Set exercise
Rewrite the records below as a Markdown table with two columns, Row and Entry, where Row gives a running number and Entry holds one line. Leave out blank lines.

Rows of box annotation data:
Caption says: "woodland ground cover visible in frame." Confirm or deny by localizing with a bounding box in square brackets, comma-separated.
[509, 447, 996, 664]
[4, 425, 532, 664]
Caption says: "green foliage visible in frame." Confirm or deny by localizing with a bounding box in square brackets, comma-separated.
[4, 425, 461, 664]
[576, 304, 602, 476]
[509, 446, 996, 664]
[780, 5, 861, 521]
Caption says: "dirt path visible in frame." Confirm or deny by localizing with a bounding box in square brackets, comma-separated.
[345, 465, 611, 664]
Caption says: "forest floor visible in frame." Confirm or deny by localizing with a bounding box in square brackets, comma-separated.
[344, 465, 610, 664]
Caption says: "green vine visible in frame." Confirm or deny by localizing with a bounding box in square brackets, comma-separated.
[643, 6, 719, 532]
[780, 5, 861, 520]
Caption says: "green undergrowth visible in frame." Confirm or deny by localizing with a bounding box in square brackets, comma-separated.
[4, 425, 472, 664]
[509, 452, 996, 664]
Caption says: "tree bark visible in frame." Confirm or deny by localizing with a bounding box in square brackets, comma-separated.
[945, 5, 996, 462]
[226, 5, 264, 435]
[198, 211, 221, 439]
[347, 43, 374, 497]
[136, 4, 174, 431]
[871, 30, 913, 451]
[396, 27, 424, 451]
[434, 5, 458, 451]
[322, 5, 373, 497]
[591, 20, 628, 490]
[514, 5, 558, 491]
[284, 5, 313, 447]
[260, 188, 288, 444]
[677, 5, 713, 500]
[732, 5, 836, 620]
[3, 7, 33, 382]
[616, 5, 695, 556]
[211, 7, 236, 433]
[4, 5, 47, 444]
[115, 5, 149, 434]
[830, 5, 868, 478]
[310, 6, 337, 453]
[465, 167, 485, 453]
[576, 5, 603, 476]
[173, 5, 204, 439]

Output of the exercise
| Row | Entry |
|---|---|
| 1 | Caption says: "woodland ground cover visible in frame." Confirm or deny by localizing with a bounding box in square brackets, comma-separated. |
| 2 | [509, 447, 996, 664] |
| 3 | [4, 425, 532, 664] |
| 4 | Caption says: "green foliage visible in frame." Confirm or deny by localizing with a bounding box in square brackets, comma-separated. |
| 5 | [4, 425, 461, 664] |
| 6 | [576, 304, 602, 476] |
| 7 | [509, 446, 996, 664] |
| 8 | [780, 5, 861, 521] |
| 9 | Caption says: "dirt path visible in frame." Confirm or deny by localizing with a bounding box in square brackets, comma-separated. |
| 10 | [345, 465, 611, 664] |
| 11 | Caption says: "forest floor visible in frame." Confirm or deny by localizing with a bounding box in square brackets, comma-separated. |
| 12 | [344, 465, 610, 664] |
| 13 | Caption says: "green vine visible in frame." Confirm or deny by localizing with a bounding box in square brackets, comma-separated. |
| 14 | [643, 6, 719, 532] |
| 15 | [780, 5, 861, 520] |
| 16 | Caption says: "green undergrowth visible in frame." Confirm or deny by localizing with a bounding box in square brackets, comma-separated. |
| 17 | [4, 425, 472, 664] |
| 18 | [509, 452, 996, 664] |
| 19 | Caption says: "tree bark visible in frame." Confirm or deny by localizing with a bounding box in square brackets, comma-separated. |
| 20 | [945, 5, 996, 462] |
| 21 | [226, 5, 264, 435] |
| 22 | [198, 211, 221, 439] |
| 23 | [347, 43, 374, 497] |
| 24 | [136, 4, 174, 431] |
| 25 | [871, 30, 913, 451] |
| 26 | [396, 27, 424, 451] |
| 27 | [434, 5, 458, 451] |
| 28 | [322, 5, 373, 497] |
| 29 | [591, 20, 628, 490] |
| 30 | [514, 5, 558, 491] |
| 31 | [284, 5, 313, 447] |
| 32 | [260, 188, 288, 444] |
| 33 | [677, 5, 713, 500] |
| 34 | [732, 5, 836, 620] |
| 35 | [3, 7, 33, 382] |
| 36 | [616, 5, 695, 556] |
| 37 | [211, 7, 236, 433] |
| 38 | [4, 5, 47, 444] |
| 39 | [115, 5, 149, 434] |
| 40 | [830, 5, 868, 478] |
| 41 | [310, 6, 337, 453] |
| 42 | [465, 167, 485, 453] |
| 43 | [576, 5, 603, 476] |
| 44 | [173, 5, 204, 439] |